Exercise aim: Please reproduce, exactly and with nothing added, the line containing "Tag the brick" and every line after it to the end of the records.

Data excerpts:
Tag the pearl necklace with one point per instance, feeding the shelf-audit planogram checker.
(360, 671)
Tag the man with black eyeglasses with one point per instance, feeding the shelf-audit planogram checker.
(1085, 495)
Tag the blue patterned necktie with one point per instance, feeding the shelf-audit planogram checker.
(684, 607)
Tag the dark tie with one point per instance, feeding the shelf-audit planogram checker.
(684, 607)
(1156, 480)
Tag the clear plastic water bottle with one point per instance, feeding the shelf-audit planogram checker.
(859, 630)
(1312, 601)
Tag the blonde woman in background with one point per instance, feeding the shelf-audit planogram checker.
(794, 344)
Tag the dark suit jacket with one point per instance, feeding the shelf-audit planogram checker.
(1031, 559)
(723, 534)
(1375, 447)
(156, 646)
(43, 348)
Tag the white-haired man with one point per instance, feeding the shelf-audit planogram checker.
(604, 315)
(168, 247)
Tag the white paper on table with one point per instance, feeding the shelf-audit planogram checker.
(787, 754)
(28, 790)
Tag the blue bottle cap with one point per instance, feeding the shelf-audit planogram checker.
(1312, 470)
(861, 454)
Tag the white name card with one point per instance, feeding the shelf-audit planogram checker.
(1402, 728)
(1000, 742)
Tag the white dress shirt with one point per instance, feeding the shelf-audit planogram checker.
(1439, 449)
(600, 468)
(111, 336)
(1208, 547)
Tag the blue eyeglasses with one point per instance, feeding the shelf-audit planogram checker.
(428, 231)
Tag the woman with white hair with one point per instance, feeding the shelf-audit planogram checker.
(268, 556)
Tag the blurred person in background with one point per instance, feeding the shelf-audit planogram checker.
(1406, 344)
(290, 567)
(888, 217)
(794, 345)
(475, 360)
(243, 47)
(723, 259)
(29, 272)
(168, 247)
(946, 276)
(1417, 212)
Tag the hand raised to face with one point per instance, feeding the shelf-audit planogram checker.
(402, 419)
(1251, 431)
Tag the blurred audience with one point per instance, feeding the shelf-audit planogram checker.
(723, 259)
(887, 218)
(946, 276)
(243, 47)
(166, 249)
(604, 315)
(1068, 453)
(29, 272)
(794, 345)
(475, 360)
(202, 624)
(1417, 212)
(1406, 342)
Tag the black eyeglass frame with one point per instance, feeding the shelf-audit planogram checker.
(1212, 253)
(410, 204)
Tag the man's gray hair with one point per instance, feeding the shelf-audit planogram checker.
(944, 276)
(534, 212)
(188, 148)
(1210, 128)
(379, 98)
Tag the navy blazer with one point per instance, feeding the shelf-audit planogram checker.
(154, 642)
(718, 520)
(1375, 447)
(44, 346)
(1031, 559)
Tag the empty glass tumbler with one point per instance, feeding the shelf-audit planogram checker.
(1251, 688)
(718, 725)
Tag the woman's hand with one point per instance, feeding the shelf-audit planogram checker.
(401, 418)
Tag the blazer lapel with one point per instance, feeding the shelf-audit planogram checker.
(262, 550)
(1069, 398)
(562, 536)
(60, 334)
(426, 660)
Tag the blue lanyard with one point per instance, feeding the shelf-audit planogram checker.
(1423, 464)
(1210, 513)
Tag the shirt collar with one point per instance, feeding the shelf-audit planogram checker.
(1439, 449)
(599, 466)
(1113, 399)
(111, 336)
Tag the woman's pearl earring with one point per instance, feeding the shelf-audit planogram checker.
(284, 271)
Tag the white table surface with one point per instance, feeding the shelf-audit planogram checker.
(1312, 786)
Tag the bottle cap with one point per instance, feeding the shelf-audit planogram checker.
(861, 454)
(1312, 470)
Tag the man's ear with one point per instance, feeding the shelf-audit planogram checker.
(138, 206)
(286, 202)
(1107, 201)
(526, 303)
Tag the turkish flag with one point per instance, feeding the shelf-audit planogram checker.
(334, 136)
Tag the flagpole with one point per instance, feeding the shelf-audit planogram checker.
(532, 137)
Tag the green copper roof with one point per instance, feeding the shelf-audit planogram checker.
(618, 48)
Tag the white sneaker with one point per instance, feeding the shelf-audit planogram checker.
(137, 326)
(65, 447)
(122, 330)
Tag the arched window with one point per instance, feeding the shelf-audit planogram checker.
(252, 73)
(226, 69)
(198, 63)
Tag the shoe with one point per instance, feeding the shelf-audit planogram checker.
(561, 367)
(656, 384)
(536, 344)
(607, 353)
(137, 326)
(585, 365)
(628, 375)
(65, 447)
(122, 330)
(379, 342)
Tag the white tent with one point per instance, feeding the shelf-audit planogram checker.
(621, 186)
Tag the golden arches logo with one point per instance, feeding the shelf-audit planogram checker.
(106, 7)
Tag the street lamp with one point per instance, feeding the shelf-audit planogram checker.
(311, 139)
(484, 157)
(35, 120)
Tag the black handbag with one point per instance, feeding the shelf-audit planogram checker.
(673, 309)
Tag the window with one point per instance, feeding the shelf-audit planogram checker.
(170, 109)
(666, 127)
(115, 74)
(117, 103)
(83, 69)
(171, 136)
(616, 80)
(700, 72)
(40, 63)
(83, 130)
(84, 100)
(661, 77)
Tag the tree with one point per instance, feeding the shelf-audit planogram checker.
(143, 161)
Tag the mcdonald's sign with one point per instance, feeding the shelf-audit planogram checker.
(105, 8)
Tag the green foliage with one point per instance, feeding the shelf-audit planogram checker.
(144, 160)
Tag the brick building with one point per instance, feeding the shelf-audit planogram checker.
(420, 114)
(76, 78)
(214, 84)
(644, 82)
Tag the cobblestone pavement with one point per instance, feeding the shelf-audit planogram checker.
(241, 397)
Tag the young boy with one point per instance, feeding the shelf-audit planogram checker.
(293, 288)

Your response:
Tag the brick building with one point per instance, feeding the shelf-audit planogram checker.
(420, 114)
(76, 78)
(214, 84)
(644, 82)
Tag the cobblestone pavement with one point per instance, feeding the shelf-audit planogram checker.
(241, 397)
Tag the young boy with one point per instance, feeding the shelf-audit planogram checker.
(293, 288)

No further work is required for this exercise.